# Directions
The records below are to be reproduced exactly, and no picture should appear in the copy.

*** Opening of Exercise material ***

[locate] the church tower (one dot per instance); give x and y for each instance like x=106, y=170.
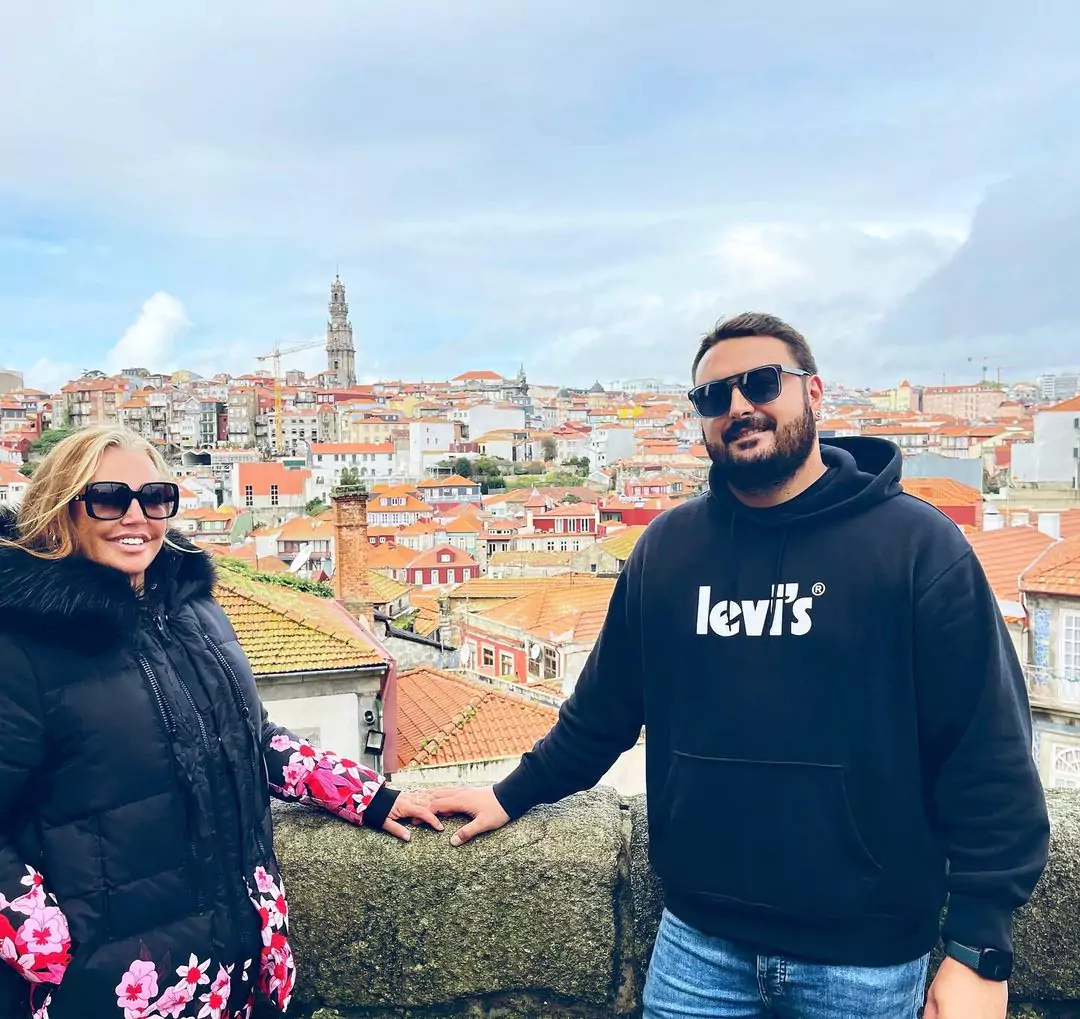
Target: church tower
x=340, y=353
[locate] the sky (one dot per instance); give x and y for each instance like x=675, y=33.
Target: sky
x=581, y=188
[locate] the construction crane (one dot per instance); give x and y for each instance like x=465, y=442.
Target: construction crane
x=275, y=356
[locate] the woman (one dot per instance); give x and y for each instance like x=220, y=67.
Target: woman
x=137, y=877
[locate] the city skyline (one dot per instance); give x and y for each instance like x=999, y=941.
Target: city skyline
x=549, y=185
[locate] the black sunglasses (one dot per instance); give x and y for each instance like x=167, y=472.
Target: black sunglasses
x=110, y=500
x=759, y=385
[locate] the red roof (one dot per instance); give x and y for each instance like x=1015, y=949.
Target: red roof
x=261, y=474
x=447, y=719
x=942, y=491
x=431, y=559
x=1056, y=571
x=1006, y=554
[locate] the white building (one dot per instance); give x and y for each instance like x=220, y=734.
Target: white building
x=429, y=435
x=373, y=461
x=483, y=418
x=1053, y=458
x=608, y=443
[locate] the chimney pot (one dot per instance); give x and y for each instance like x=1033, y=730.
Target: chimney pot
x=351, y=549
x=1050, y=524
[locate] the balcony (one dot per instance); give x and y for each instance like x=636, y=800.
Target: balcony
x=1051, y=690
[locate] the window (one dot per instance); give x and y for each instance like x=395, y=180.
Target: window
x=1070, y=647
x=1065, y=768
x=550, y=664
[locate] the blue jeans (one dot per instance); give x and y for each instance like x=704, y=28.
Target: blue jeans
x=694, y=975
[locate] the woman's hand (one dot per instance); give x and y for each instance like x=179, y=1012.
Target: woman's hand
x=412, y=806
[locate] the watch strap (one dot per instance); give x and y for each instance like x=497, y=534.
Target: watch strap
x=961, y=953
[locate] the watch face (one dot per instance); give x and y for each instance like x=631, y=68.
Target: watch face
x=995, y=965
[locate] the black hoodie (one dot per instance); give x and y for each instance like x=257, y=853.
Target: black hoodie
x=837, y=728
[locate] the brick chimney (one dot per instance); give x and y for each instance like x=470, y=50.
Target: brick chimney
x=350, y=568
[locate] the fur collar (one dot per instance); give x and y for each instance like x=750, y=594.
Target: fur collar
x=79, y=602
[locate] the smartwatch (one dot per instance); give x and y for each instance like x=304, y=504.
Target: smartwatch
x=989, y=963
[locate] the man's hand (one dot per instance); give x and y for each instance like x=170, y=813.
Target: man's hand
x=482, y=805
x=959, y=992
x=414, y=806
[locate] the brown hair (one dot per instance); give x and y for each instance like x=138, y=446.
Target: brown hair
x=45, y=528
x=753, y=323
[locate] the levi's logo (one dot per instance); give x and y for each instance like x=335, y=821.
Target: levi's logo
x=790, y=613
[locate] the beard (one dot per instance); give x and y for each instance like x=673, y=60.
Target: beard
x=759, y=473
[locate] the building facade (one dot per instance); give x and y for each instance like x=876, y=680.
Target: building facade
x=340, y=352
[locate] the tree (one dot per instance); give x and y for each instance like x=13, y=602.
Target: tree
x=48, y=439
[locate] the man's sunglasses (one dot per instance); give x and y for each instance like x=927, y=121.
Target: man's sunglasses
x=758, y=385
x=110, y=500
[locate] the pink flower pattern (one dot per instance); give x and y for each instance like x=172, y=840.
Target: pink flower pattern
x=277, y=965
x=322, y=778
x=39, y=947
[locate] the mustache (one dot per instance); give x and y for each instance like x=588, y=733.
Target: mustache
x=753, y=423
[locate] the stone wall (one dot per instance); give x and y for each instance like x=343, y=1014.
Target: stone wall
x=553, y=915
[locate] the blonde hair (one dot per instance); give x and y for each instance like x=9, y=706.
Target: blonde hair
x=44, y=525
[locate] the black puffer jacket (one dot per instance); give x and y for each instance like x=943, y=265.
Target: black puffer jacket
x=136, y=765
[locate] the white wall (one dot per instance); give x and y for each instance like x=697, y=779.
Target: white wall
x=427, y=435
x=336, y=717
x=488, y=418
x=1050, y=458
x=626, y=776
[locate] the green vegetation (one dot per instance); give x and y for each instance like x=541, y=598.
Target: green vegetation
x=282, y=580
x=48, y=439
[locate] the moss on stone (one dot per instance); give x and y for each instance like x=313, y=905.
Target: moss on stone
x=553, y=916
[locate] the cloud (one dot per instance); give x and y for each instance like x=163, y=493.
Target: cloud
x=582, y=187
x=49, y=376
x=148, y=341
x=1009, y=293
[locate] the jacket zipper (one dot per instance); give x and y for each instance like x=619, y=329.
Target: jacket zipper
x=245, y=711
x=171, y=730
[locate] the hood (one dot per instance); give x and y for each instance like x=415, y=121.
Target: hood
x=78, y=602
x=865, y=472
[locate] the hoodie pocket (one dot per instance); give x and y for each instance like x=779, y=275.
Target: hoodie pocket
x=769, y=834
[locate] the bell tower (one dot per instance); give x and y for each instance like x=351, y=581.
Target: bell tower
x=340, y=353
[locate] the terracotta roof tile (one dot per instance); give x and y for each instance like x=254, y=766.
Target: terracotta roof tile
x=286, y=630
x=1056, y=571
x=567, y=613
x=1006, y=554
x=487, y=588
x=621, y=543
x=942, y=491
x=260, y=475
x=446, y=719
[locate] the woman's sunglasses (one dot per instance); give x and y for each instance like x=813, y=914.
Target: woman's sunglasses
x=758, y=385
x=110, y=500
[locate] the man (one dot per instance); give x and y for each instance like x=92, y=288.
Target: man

*** Close of Exercise material ***

# Exercise response
[locate] the church tower (one dot per instance); give x and y for each instance like x=106, y=170.
Target: church tower
x=340, y=353
[locate] the sky (one dot per instance); give x and y for each instance like x=675, y=33.
Target: sky
x=581, y=188
[locate] the construction crane (one dot per instance); give x and y for each instance like x=465, y=442.
Target: construction crane
x=275, y=356
[locate] the woman (one dot per instance); give x and y for each instance like x=220, y=67.
Target: woman
x=137, y=877
[locate] the city skyline (one dot per instance); give x and y for each instance like x=999, y=941.
Target: city skyline
x=549, y=185
[locate] the black sunglasses (one dot per instance); give x and y for each instance like x=167, y=472.
Target: black sunglasses
x=110, y=500
x=759, y=385
[locate] the red roof (one dot per instance); give x and y for each instance like x=1015, y=949.
Target: red roof
x=261, y=474
x=447, y=719
x=942, y=491
x=431, y=559
x=1056, y=571
x=1006, y=554
[locate] the white building (one dot per instance); give x and y for each instance like x=220, y=734.
Target: white building
x=429, y=435
x=373, y=461
x=483, y=418
x=1053, y=458
x=608, y=443
[locate] the chimney pot (one dot per instance); give x and y for each instance like x=1033, y=730.
Target: chimney pot
x=351, y=549
x=1050, y=524
[locate] the balcony (one dot per instance); give x and y for each instance like x=636, y=800.
Target: balcony
x=1051, y=690
[locate] the window (one dot per instance); give x and y for each instance like x=395, y=180.
Target: window
x=1070, y=647
x=1065, y=768
x=550, y=664
[locate] the blue jeans (one dot per instance); give x and y for each instance like x=704, y=28.
Target: blue jeans
x=694, y=975
[locate] the woman's hand (one dot per instance); give x and y for each instance like x=179, y=1012.
Target: woman's hand
x=412, y=806
[locate] the watch strap (one dot per instance); give x and y for each instance like x=497, y=534.
Target: watch strap
x=961, y=953
[locate] the watch face (one dot per instance); give x and y for each instance like x=631, y=68.
Target: watch face
x=995, y=965
[locate] the black hoodie (one dot per instance); give x and y for each instance like x=257, y=853.
Target: black hoodie
x=837, y=728
[locate] the brick chimney (one dot per instance); give x and y for each instance like x=470, y=50.
Target: brick chimney
x=350, y=568
[locate] the fur collar (one dot per instance); give x and y for each instance like x=750, y=594.
Target: fur collar
x=79, y=602
[locate] the smartwatch (one dot per instance); give x and y for each instance like x=304, y=504.
Target: smartwatch
x=989, y=963
[locate] the man's hand (one dot per instance); give x and y for each instance like x=170, y=813.
Target: man's hand
x=482, y=805
x=959, y=992
x=414, y=806
[locate] the brown hair (one dot per instance); give x and y for each instance like x=138, y=446.
Target: brown hair
x=45, y=528
x=753, y=323
[locate] the levi's logo (one dot per instance); give x and y for each instance like x=335, y=821.
Target: levi's logo
x=790, y=613
[locate] the beard (one dot per instance); give x and y for each instance like x=673, y=60.
Target: beard
x=759, y=473
[locate] the building facade (one dot per instance); give x and y for each instance like x=876, y=680.
Target: building facade
x=340, y=352
[locate] the tree (one dot per instance); give x and y for each instance like x=13, y=602.
Target: tree
x=48, y=439
[locate] the man's sunglasses (one dot per instance); give x and y for each instance like x=927, y=121.
Target: man's sunglasses
x=758, y=385
x=110, y=500
[locate] the pink flower pattern (one dot per instance); give x and y for each instance like x=172, y=840.
Target: pink flower pattern
x=277, y=965
x=322, y=778
x=39, y=947
[locate] the mustache (one dot per instance); give x and y for each instance like x=588, y=733.
Target: mustache
x=753, y=423
[locate] the stone wall (one dot per instance); give x and y for each instance like x=343, y=1014.
Target: stone wall
x=553, y=915
[locate] the blonde hair (one dot per instance); give x and y for each instance like x=9, y=706.
Target: blonde hair
x=44, y=525
[locate] the black puffer jacket (one dot per instance); give x and y for each instance like x=943, y=265.
Target: black puffer jacket
x=136, y=765
[locate] the white wall (one dot per instance); give x and y for each instance like x=697, y=779.
Target: white wall
x=427, y=435
x=336, y=717
x=488, y=418
x=1050, y=458
x=626, y=776
[locate] the green vegetation (one dot per instance); give x and y for each instance like x=541, y=598.
Target: green vegetation
x=282, y=580
x=48, y=439
[locate] the moss on stone (one dot per instance); give x and y for each instance like x=313, y=905.
Target: moss on stone
x=553, y=916
[locate] the cloud (one dot per instance); give x and y for each instance like x=163, y=493.
Target: cloud
x=582, y=187
x=49, y=376
x=148, y=341
x=1009, y=293
[locate] the jacket zipper (one dot per instance); give x and y for each instance like x=619, y=329.
Target: jacket zipper
x=245, y=711
x=171, y=730
[locate] the hood (one dot per instance); give x and y for each instance like x=415, y=121.
Target: hood
x=78, y=602
x=865, y=472
[locate] the hoodie pocket (one dot per instance); give x and y for each instance like x=779, y=275.
Target: hoodie pocket
x=769, y=834
[locate] the bell tower (one dot per instance); give x and y for each instance like x=351, y=581.
Target: bell tower
x=340, y=353
[locate] the terracotta roof tile (one dot per instance); give x and y for each instance like x=254, y=766.
Target: terracotta roof tile
x=286, y=630
x=1056, y=571
x=567, y=613
x=1006, y=554
x=487, y=588
x=621, y=543
x=942, y=491
x=260, y=475
x=446, y=719
[locate] the woman's sunglasses (one dot per instance); give x and y for each instance like x=813, y=914.
Target: woman's sunglasses
x=758, y=385
x=110, y=500
[locate] the man (one dot per instance); give x and y for each instance like x=92, y=288.
Target: man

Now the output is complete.